TEXTO DO EXERCÍCIO
Agathe Demarais, Backfire: How Sanctions Reshape the World Against US Interests, Nova Iorque: Columbia University Press, 2022, 304 páginas.

As sanções económicas tornaram-se numa das ferramentas mais usadas na política externa dos Estados Unidos. Medidas coercivas como tarifas comerciais, penalidades financeiras e controlos às exportações afetam um grande número de indivíduos, empresas e Estados por todo o mundo. Algumas dessas sanções têm como alvos atores não-estatais, como cartéis de drogas e grupos terroristas, outras dirigem-se a Estados, como a Coreia do Norte, o Irão e a Rússia. Washington olha para as sanções como um instrumento de baixo custo, mesmo que muitas vezes não consiga atingir os objetivos pretendidos e até produza efeitos colaterais que prejudicam os seus interesses.

TAREFA 1
Traduza para inglês a seguinte frase do texto sobre sanções económicas: «Washington olha para as sanções como um instrumento de baixo custo, mesmo que muitas vezes não consiga atingir os objetivos pretendidos e até produza efeitos colaterais que prejudicam os seus interesses.»
TAREFA 2
Indique se cada uma das afirmações seguintes está de acordo com o texto sobre sanções económicas, respondendo «sim» ou «não» e citando as palavras do texto que o justificam.
(a) Há sanções dirigidas a cartéis de drogas.
(b) O livro em referência tem 350 páginas.
(c) Washington considera as sanções um instrumento dispendioso.
TAREFA 3
Continue o texto sobre sanções económicas a partir da sua última frase.

REGISTOS
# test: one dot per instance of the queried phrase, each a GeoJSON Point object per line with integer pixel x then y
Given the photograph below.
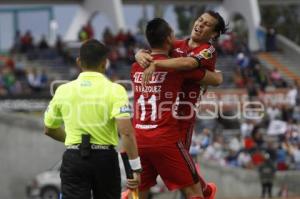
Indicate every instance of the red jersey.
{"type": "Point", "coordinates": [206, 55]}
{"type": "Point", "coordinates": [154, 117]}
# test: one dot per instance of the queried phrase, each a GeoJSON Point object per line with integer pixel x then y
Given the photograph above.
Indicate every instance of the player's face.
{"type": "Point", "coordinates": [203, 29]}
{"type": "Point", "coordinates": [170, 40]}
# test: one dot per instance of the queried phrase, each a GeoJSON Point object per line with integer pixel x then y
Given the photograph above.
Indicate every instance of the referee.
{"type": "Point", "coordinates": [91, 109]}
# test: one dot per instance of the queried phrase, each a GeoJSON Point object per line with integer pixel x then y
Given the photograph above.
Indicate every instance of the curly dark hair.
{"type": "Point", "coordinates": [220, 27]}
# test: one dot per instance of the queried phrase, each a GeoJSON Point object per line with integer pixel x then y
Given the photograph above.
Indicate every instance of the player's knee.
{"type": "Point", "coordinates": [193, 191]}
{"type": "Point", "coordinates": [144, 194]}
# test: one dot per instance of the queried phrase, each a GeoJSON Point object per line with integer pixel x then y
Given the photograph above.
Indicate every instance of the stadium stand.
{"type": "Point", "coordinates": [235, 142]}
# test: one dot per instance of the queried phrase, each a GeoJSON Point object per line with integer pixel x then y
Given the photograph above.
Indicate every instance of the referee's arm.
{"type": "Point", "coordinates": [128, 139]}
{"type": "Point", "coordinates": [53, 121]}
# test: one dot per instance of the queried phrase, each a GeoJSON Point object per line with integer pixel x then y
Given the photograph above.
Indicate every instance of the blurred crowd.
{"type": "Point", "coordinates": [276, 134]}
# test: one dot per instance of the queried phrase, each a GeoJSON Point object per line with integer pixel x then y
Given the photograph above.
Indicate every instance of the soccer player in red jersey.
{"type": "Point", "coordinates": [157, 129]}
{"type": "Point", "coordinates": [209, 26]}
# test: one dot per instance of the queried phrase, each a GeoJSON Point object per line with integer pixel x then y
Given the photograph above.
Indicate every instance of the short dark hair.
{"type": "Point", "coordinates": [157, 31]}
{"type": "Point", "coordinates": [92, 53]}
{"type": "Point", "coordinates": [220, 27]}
...
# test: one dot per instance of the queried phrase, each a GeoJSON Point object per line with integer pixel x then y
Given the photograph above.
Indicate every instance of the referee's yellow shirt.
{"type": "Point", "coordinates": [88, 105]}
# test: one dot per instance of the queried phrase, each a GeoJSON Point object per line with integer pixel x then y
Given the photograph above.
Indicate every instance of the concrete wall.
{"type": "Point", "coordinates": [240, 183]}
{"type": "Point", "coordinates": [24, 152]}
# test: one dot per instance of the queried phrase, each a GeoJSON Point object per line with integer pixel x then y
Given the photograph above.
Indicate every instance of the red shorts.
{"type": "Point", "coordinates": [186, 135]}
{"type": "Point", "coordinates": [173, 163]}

RESPOSTA 1
Washington views sanctions as a low-cost instrument, even though it often fails to achieve the intended objectives and even produces side effects that harm its interests.

RESPOSTA 2
(a) Sim: «Algumas dessas sanções têm como alvos atores não-estatais, como cartéis de drogas e grupos terroristas».
(b) Não: «304 páginas».
(c) Não: «Washington olha para as sanções como um instrumento de baixo custo».

RESPOSTA 3
Agathe Demarais, diretora da Economist Intelligence Unit e antiga conselheira do Tesouro francês, explora os efeitos das sanções em empresas multinacionais, governos e cidadãos, com base em entrevistas a especialistas, decisores e consumidores em países sancionados, abordando ainda as formas de contornar as penalidades dos EUA. Mas esta é apenas uma parte da história. As sanções também alteram as relações entre países, empurrando os governos que estão em desacordo com os EUA para mais próximos uns dos outros, ou cada vez mais da Rússia e da China. Com exemplos que vão dos mercados de commodities na Rússia até à resposta à COVID no Irão, passando pelas ambições no setor da criptomoeda na China, Backfire expõe as transformações provocadas pelos vários regimes de sanções na geopolítica e a economia globais. Mas, igualmente, os seus limites operacionais e temporais, expostos aliás na circunscrição de efeitos que causam sobre alterações em regimes onde são aplicadas. Ou seja, sem um arco de instrumentos paralelos — políticos, militares e diplomáticos — as sanções são factualmente mecanismos limitados e até, nalguns casos, contraproducentes.  

Jessica Barnes, Staple Security: Bread and Wheat in Egypt, Durham: Duke University Press, 2022, 320 páginas.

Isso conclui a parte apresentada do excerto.